## ЦЕЛЬ 1
Определите, согласуется ли с фрагментом источника каждое из утверждений: (a) университет приводится как целое, состоящее из студентов, преподавателей и администрации; (b) обособленный индивид описан как реальность, данная в опыте; (c) термины «общество» и «индивиды» обозначают отдельные явления. На каждое ответьте «да» или «нет» и приведите дословно решающие слова фрагмента.
## ЦЕЛЬ 2
Верните каждую строку записей, содержащую слово «shoe», с учетом регистра букв.

## ФРАГМЕНТ ИСТОЧНИКА
Если мы примем эволюционную точку зрения, то связь между об­ществом и индивидом предстанет как органическая связь. То есть мы увидим, что индивид неотделим от человечества в целом, он является его частицей-подобием, получающим свою жизнь от этого целого по­средством социального и биологического наследования — воистину так же, как если бы человечество было буквально единым телом. Ин­дивид неделим и неотделим: связующие нити наследственности и об­разования пронизывают все его существо. А, с другой стороны, соци­альное целое до некоторой степени зависит от каждого индивида, по­тому что каждый привносит в общую жизнь нечто неповторимо свое, чего не может сделать никто другой. Таким образом, мы имеем дело с «организмом» в широком смысле этого слова, с живым целым, состоя­щим из дифференцированных частей, каждая из которых выполняет некую особую функцию.

Это справедливо по отношению к обществу в целом как человече­ству, а также к любой конкретной социальной группе. Университет, на­пример, — это единое целое, состоящее из студентов, преподавателей, администрации и т. д. Каждый из них более или менее зависит от всех остальных, так как все вносят свой вклад в общее дело. И именно индивидуальностъ каждого, его функциональное отличие от остальных при­дают ему особую значимость. Профессор палеонтологии выполняет работу, которую никто, кроме него, не может выполнить, и то же самое,

[33]

хотя, возможно, и с меньшей очевидностью, относится ко всем препо­давателям и студентам. Органический подход подчеркивает как един­ство целого, так и собственную ценность индивида, объясняя одно че­рез другое. Что такое футбольная команда без защитника? Нечто по­чти столь же бесполезное, что и защитник без команды. Высокоразви­тый индивид может существовать только внутри и посредством высо­коразвитого целого, и наоборот.

Эта идея кажется простой, и так оно и есть, но она настолько проти­воречит нашему привычному образу мыслей, что имеет смысл взгля­нуть на нее с различных точек зрения.

Обособленный индивид — это абстракция, чуждая опыту, равно как и общество, взятое в отрыве от индивидов. Реальность — это челове­ческая жизнь, которую можно рассматривать как со стороны ее инди­видуальности, так и в социальном, то есть всеобщем, аспекте, но кото­рая на самом деле всегда остается одновременно и индивидуальной, и всеобщей. Другими словами, термины «общество» и «индивиды» обо­значают не отдельные явления, но лишь коллективный и дистрибутив­ный аспекты одного и того же явления; причем отношение между ними такое же, как и между другими выражениями, одно из которых обозна­чает группу как целое, а другое — членов группы: например, армия и солдаты, класс и ученики и т. д. Это справедливо для любой социаль­ной общности, большой или малой: семьи, города, народа, расы или человечества в целом, неважно, сколь велика, сложна и устойчива груп­па — нет никаких оснований считать ее существенно отличной в этом отношении от наименьшей, простейшей и наиболее подверженной из менениям группы.

(Фрагмент файла данных)

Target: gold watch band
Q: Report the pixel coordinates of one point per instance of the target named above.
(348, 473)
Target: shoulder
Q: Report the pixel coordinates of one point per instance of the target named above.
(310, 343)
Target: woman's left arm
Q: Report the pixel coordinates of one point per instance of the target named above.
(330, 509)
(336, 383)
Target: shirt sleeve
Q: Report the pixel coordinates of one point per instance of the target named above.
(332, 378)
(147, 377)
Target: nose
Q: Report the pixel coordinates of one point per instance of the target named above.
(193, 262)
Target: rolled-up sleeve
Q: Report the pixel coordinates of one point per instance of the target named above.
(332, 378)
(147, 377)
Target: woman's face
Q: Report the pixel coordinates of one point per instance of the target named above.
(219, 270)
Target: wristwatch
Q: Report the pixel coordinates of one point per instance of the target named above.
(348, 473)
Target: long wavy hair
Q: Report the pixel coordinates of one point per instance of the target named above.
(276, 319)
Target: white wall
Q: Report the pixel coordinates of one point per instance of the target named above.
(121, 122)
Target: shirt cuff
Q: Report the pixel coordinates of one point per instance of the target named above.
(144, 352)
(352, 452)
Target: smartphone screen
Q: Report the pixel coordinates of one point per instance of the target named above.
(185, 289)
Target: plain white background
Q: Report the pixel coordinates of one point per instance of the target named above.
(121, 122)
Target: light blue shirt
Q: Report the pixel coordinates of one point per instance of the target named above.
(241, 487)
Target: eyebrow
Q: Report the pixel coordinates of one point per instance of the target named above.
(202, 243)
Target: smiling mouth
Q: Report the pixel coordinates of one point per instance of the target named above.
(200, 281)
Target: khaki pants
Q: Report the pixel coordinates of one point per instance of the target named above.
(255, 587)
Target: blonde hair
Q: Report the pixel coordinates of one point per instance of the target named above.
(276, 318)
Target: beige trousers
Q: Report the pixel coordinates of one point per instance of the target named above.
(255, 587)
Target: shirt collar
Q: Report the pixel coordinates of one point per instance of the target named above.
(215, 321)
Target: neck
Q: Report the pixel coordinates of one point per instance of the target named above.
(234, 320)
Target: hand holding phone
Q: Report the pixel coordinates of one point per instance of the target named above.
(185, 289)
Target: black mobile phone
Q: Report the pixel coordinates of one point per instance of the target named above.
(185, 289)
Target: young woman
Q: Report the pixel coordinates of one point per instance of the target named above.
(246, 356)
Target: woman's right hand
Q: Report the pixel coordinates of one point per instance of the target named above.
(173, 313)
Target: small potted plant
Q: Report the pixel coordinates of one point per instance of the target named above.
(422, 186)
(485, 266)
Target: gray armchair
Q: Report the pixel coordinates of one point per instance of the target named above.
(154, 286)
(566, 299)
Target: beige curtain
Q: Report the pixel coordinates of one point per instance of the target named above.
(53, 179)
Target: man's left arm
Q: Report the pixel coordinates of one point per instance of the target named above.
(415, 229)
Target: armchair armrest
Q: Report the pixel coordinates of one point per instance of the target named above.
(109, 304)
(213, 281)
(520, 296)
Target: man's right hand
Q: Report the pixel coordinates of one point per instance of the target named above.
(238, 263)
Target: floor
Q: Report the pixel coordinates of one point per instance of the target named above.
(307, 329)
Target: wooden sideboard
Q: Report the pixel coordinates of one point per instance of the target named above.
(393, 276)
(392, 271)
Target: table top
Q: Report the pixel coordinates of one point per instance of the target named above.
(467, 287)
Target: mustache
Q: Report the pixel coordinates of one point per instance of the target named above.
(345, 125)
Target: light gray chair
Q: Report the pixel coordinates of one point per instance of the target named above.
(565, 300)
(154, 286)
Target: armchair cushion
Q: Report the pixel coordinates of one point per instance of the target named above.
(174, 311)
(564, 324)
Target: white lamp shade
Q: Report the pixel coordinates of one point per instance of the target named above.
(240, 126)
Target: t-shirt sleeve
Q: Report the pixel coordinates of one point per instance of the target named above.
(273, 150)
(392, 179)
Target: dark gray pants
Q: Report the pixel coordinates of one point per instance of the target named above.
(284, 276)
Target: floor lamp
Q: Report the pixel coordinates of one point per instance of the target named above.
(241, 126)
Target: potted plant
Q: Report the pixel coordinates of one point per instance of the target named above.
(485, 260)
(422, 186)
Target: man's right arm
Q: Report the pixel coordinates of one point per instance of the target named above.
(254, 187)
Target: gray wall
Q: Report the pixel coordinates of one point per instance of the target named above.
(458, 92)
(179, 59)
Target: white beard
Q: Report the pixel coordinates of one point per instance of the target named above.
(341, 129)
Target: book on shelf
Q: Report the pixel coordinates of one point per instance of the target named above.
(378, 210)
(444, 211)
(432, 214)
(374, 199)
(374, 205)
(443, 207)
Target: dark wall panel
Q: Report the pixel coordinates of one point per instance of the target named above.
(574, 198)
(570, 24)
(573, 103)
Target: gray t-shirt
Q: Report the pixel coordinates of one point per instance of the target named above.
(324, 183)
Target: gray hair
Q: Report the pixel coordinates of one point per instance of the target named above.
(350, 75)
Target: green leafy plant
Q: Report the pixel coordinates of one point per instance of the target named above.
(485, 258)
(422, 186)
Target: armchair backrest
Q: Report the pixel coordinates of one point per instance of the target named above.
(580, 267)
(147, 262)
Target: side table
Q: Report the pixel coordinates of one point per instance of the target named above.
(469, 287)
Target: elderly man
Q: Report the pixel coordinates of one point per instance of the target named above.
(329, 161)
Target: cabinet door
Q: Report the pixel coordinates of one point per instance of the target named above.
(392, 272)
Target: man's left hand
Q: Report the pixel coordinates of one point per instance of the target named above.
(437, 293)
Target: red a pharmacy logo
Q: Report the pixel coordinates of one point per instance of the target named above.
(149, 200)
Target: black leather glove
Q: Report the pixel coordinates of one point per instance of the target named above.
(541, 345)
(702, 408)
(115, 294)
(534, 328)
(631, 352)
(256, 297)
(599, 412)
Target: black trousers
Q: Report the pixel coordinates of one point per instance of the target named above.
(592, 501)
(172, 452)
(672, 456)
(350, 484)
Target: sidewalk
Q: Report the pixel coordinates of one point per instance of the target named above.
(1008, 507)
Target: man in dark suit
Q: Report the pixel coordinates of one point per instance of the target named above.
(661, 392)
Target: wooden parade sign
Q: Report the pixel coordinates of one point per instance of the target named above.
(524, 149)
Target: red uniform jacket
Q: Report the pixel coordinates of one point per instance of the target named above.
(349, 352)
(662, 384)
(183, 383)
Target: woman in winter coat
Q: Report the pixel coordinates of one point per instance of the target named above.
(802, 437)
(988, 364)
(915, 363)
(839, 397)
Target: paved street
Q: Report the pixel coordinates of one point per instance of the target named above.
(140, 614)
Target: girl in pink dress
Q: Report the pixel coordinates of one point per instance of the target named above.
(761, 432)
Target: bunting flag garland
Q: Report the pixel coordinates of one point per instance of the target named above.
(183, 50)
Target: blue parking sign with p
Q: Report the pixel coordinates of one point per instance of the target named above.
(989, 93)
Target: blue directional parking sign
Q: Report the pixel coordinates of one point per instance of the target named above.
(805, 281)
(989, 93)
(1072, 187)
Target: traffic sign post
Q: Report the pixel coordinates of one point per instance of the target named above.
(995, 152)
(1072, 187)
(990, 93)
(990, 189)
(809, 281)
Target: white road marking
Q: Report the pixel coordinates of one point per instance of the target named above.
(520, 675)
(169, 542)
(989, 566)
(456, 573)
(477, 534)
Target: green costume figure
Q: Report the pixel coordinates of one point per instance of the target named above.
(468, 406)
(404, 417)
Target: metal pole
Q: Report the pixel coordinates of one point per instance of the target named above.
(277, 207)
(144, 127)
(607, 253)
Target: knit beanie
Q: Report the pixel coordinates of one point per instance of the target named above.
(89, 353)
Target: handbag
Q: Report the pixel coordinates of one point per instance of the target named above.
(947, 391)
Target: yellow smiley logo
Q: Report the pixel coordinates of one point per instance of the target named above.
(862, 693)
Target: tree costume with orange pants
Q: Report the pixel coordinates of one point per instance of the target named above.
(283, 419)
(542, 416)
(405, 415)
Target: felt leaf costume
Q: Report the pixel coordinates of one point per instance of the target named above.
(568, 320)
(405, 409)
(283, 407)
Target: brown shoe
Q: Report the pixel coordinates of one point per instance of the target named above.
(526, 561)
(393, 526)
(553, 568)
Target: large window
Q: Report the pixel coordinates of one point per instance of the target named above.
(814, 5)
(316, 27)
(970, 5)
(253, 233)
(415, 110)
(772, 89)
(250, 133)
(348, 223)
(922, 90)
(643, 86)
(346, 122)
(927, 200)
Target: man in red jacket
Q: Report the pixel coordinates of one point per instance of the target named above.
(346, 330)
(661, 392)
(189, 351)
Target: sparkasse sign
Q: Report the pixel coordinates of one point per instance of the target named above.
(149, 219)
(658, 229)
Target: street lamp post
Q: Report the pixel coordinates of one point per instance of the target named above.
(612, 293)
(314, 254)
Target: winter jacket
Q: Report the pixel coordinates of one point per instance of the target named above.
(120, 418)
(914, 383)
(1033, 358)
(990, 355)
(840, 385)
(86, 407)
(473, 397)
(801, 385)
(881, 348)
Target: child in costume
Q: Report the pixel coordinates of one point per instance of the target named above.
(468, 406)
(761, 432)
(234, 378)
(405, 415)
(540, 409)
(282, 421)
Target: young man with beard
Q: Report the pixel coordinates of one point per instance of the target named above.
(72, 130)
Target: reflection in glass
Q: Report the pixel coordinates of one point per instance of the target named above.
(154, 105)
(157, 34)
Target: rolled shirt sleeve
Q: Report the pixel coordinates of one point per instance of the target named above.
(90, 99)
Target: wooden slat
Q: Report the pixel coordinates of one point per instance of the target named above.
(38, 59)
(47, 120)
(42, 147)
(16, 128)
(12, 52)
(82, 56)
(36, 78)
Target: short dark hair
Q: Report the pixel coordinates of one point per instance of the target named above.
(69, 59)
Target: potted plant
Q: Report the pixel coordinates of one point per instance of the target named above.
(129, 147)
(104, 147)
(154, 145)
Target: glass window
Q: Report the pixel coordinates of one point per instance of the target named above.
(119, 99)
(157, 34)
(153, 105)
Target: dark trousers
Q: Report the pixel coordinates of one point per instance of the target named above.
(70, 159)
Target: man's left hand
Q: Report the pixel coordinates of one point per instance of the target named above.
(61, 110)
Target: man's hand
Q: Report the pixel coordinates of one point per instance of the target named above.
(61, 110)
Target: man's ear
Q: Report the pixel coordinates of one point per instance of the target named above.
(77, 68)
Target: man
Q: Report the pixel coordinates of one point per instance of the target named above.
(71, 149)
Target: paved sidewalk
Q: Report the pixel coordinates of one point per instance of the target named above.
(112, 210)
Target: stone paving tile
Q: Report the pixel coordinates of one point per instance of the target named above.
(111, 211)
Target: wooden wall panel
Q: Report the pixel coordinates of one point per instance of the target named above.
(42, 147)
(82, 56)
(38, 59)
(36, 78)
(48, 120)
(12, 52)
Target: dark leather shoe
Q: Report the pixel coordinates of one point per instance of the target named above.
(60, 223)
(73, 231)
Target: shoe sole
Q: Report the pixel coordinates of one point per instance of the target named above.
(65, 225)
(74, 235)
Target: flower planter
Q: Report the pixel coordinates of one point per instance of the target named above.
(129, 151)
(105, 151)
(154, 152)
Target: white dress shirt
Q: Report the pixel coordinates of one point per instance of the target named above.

## ИТОГОВЫЙ РЕЗУЛЬТАТ 1
(a) Да: «это единое целое, состоящее из студентов, преподавателей, администрации и т. д.»
(b) Нет: «Обособленный индивид — это абстракция, чуждая опыту»
(c) Нет: «не отдельные явления»

## ИТОГОВЫЙ РЕЗУЛЬТАТ 2
Target: brown shoe
Target: dark leather shoe
Target: shoe sole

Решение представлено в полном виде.